> [MATERIAL PROVIDED]

▽

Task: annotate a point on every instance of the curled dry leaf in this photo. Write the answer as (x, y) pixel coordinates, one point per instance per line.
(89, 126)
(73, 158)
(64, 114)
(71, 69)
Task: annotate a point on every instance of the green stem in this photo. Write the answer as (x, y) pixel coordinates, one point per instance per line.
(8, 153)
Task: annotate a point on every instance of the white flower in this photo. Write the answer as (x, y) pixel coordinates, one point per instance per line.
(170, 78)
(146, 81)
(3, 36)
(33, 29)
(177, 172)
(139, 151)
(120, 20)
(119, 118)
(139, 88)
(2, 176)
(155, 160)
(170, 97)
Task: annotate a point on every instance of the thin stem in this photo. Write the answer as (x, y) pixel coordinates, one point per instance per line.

△

> [WORK INSTRUCTIONS] Each line of the material above needs repeating verbatim.

> [COMPLETED EXERCISE]
Task: annotate a point on every instance of the curled dry leaf in this photo. Write the answer as (x, y) pixel coordinates, one point per instance per line.
(89, 126)
(73, 158)
(64, 114)
(71, 69)
Task: annotate a point on every instance of the green stem in this photo. Write the answer as (x, y) pixel coordinates, one point per instance per line.
(8, 153)
Task: annotate a point on every instance of the white flower in this photo. Write the answer as (x, y) pixel coordinates, one point per instance per line.
(170, 78)
(146, 81)
(3, 36)
(33, 29)
(177, 172)
(139, 151)
(120, 20)
(119, 118)
(139, 88)
(2, 176)
(155, 160)
(170, 97)
Task: annotate a point on every instance of the thin stem in this photo. Write the answer as (x, y) pixel coordinates, one point per instance per line.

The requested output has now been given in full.